* [YOUR TASK]:
Repeat the data verbatim.

* [SOURCE DATA]:
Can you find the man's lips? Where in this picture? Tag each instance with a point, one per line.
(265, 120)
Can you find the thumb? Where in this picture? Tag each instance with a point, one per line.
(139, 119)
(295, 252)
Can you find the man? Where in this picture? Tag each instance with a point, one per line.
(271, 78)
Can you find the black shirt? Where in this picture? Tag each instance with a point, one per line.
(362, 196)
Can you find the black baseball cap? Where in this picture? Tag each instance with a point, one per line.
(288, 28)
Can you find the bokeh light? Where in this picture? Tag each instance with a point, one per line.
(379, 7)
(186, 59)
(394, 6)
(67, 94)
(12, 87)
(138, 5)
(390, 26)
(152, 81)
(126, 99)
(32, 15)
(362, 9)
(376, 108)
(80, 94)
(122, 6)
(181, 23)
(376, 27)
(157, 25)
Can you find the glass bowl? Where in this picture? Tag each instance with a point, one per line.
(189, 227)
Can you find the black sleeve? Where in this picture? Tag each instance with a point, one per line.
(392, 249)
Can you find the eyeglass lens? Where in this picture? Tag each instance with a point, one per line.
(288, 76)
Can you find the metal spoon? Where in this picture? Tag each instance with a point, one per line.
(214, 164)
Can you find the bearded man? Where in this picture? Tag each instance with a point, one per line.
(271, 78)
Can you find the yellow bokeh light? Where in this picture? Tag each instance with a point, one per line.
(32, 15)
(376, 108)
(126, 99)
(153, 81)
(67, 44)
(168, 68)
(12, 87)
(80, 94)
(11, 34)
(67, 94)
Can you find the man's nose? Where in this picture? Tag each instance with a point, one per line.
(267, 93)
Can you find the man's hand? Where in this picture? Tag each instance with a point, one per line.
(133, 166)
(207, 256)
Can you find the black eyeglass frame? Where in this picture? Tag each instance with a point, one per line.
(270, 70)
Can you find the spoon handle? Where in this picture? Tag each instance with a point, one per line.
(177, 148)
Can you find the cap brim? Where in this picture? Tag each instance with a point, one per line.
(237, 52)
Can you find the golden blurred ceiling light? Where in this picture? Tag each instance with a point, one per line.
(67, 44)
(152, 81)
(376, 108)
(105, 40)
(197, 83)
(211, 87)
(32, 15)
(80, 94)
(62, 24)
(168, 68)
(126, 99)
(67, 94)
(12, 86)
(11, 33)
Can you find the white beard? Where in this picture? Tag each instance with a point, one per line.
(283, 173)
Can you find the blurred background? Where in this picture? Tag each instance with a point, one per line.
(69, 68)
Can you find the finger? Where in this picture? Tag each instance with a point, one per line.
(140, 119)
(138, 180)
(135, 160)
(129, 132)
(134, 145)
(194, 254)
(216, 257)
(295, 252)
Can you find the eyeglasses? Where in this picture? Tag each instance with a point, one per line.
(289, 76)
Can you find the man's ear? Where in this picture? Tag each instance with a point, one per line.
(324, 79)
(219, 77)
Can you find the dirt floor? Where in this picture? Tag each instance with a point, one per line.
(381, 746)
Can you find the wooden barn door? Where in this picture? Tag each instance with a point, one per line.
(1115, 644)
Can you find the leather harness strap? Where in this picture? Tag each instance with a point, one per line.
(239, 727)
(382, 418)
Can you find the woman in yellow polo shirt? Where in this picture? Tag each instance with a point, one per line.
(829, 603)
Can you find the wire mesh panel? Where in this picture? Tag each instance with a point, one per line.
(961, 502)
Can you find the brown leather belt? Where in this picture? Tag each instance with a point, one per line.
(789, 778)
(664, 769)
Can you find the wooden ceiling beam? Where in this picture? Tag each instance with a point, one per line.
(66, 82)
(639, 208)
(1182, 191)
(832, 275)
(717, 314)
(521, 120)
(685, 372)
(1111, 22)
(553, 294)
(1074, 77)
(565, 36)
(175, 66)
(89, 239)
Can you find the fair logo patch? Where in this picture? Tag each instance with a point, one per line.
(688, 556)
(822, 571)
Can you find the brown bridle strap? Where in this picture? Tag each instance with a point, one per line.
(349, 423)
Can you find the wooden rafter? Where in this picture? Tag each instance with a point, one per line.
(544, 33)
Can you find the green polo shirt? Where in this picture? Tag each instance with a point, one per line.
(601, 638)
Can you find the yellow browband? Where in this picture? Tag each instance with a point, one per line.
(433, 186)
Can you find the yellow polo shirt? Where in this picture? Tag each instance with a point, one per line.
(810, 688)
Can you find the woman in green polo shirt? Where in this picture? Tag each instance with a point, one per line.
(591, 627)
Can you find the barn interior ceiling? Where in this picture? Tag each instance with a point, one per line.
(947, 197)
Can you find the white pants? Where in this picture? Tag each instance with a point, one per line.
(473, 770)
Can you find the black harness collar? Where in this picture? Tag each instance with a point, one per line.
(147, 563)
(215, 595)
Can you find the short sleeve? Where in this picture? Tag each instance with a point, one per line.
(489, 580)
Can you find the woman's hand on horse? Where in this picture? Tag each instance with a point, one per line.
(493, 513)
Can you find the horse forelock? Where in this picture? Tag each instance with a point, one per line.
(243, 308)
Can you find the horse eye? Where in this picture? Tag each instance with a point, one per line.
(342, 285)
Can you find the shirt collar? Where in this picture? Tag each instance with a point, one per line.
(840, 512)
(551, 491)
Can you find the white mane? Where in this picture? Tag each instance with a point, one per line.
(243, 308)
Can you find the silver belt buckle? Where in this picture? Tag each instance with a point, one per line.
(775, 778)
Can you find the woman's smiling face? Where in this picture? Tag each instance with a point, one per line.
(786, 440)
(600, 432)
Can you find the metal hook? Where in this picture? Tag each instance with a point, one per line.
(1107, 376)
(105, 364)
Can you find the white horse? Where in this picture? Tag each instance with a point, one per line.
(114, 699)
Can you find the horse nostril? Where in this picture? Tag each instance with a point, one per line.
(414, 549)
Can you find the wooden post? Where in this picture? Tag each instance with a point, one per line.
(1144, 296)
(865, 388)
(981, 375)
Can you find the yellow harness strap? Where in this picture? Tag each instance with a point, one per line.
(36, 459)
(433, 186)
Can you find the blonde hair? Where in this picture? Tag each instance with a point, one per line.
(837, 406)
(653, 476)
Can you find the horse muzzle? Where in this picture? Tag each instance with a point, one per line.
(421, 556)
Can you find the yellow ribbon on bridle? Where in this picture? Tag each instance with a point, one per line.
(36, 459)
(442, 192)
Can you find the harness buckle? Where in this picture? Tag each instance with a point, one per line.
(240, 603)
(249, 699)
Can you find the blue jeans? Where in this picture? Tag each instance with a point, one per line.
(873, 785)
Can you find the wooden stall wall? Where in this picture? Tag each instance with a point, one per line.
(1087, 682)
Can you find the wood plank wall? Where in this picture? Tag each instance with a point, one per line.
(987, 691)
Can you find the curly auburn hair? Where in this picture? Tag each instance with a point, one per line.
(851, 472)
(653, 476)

* [FINISHED EXERCISE]:
Can you find the man's lips? Where in this picture? Tag each instance with a point, one per line.
(265, 120)
Can you find the thumb? Where in this picture? Tag each instance with a point, one per line.
(139, 119)
(295, 252)
Can you find the man? Where in this picture? Tag each instance with a point, one per line.
(271, 78)
Can you find the black shirt? Where in this picture? Tag each instance with a point, one per line.
(362, 196)
Can you find the black baseball cap? Where in this picture? Tag each instance with a point, one per line.
(288, 28)
Can you find the bokeh light? Where in this picture? Tag each instance with a point, one per line.
(379, 7)
(186, 59)
(394, 6)
(67, 94)
(12, 87)
(138, 5)
(390, 26)
(152, 81)
(126, 99)
(32, 15)
(362, 9)
(376, 108)
(80, 94)
(122, 6)
(181, 23)
(376, 27)
(157, 25)
Can you find the glass bowl? Where in this picture? Tag each instance with a point, one per line.
(189, 227)
Can you find the black sleeve? Where in this picture? Tag each instance with a point, one per line.
(392, 249)
Can you find the eyeglass lens? Where in this picture? Tag each instance with a point, one per line.
(288, 76)
Can you find the metal spoon? Where in this picture? Tag each instance with a point, one per line.
(214, 164)
Can you find the bearded man? Where in this picture? Tag each instance with a point, one per line.
(271, 78)
Can you find the yellow bokeh light? Where in this picture? Tag each instance with a point, one per line.
(32, 15)
(376, 108)
(126, 99)
(153, 81)
(67, 44)
(168, 68)
(12, 87)
(80, 94)
(11, 34)
(67, 94)
Can you find the man's nose? Where in this picture? Tag each instance with a point, one per line.
(267, 93)
Can you find the man's hand? Where in this picture? Tag each instance with a point, one per line.
(133, 166)
(207, 256)
Can you find the black eyeglass frame? Where in this picture? Tag each instance with a point, one per line.
(270, 70)
Can you find the spoon handle? Where in this picture? Tag each instance with a point, one per line.
(177, 148)
Can you find the cap brim? Where in this picture? Tag each instance with a point, one per line.
(237, 52)
Can you find the golden blurred ceiling light? Where in this picture? Tag each instance with a point, one per line.
(67, 44)
(152, 81)
(376, 108)
(105, 40)
(197, 83)
(211, 87)
(32, 15)
(80, 94)
(62, 24)
(168, 68)
(126, 99)
(67, 94)
(12, 86)
(11, 33)
Can you find the white beard? Where in this picture? Tag each instance with a point, one per line.
(283, 173)
Can you find the blurred background? Where in this picture? Tag each instance with a point, one per line.
(69, 68)
Can you find the finger? Where in this picture? Tag each instance with a point, one per line.
(140, 119)
(138, 180)
(135, 160)
(129, 132)
(134, 145)
(194, 254)
(216, 257)
(295, 252)
Can you find the eyeglasses? Where in this picture? Tag each instance with a point, one per line.
(289, 76)
Can you find the man's ear? Where in this picture? Tag each instance with a point, one per line.
(324, 79)
(219, 77)
Can you find the dirt floor? Where in this picture? Tag each instance with a point, one per line.
(381, 746)
Can you find the wooden barn door? Where in this picture? Tag each instance with a point, one per line.
(1115, 644)
Can you find the leather harness strap? Where in this picture? Tag each instance with a point, one per line.
(239, 727)
(382, 418)
Can you find the woman in yellow polo shirt? Where in this picture? Tag each instance with a point, one per line.
(829, 603)
Can you find the wire mesh panel? Where in this picture? Tag each instance with a point, one per line.
(961, 502)
Can you find the brown leather belt? Where in this picture? Tag each instance with a point, one per line.
(789, 778)
(664, 769)
Can you find the wooden ceiling beam? Where in this picture? Tag each instance with a point, one per line.
(66, 82)
(639, 208)
(1182, 191)
(832, 275)
(717, 314)
(521, 120)
(685, 372)
(1111, 22)
(553, 294)
(1074, 77)
(565, 36)
(175, 66)
(89, 239)
Can you find the fair logo patch? Where in this picture? Tag each instance with a point, one per line.
(688, 556)
(822, 571)
Can you find the brown bridle strap? Where in this picture? Tag each instance with a point, one per line.
(349, 423)
Can you find the wooden rafter? Where in this picture? Tag each instance with a point, one per line.
(544, 33)
Can you find the green polo shirt? Where in this picture? Tag each instance with a point, one per line.
(601, 638)
Can you find the yellow browband? Where in this picture? Tag each instance with a point, one per line.
(433, 186)
Can you find the yellow polo shirt? Where in this picture? Tag each instance with a point, one per line.
(810, 688)
Can you find the woman in green polo shirt? Where in this picture? Tag each instance with a point, one per line.
(591, 627)
Can you find the barn interior ceiling? Where in this picture? Tag each instance with a point, one per line.
(947, 197)
Can you find the white pants? Where in this picture? Tag each instance with a point, one per line.
(473, 770)
Can you find the black harness collar? Where in this picture? Tag each instance with a point, one per line.
(147, 563)
(215, 595)
Can you find the short sleeve? Where in this picture? Tag each instance with a point, one per line.
(489, 580)
Can you find the woman's hand on horse? Where in this picture? Tag each instance with a point, one per line.
(493, 513)
Can you find the horse forelock? Where in this picture? Tag each instance with a point, one per line.
(243, 308)
Can you find the horse eye? Where in this picture? Tag each instance with a point, one per line.
(342, 285)
Can you find the shirt collar? Where in this picture? Tag each instance with a point, one per line.
(840, 512)
(551, 491)
Can you find the white mane? Where in this picture? Tag each instance with a point, one per line.
(243, 308)
Can you find the silver belt buckle? Where in this picture? Tag each instance with a point, one per line.
(775, 778)
Can you find the woman's smiling face? Where in this picture? Tag each instance with a point, one per line.
(786, 440)
(600, 432)
Can you find the metal hook? Where in this picture? Tag each instance with a point, one per line.
(1107, 376)
(105, 364)
Can you find the white horse? Where in this picture? Tag each instance with a point, one per line.
(114, 699)
Can you find the horse nostril? Where in this picture? Tag each instance with a point, one per line.
(414, 549)
Can you find the wooden post? Where in this picture? Tag each instance with a point, one per line.
(1144, 296)
(865, 388)
(981, 375)
Can you find the yellow harness strap? Where in this picture? Tag each instance with a point, one per line.
(36, 459)
(433, 186)
Can you find the blonde hair? Where in this picture? Tag each instance with a point, one per line.
(837, 406)
(653, 476)
Can you find the horse muzzle? Where in this picture? Tag each instance with a point, one per line.
(421, 556)
Can you find the yellow ribbon on bridle? Where in this picture? Tag each instance with a point, one per line.
(36, 459)
(442, 192)
Can you find the harness buckle? Where in this picture? Tag each instance with a point, one per line.
(240, 603)
(249, 699)
Can you find the blue jeans? Where in this picture? Tag each instance with a point, one per line.
(873, 785)
Can you find the wooden stall wall? Where in this picture? Tag each instance with a point, one per line.
(1087, 682)
Can you find the wood plank wall? Where in this picture? Tag each instance with a point, one per line.
(987, 691)
Can you find the curly auburn hair? Where in this picture? Tag each instance with a point, one per line.
(851, 472)
(653, 476)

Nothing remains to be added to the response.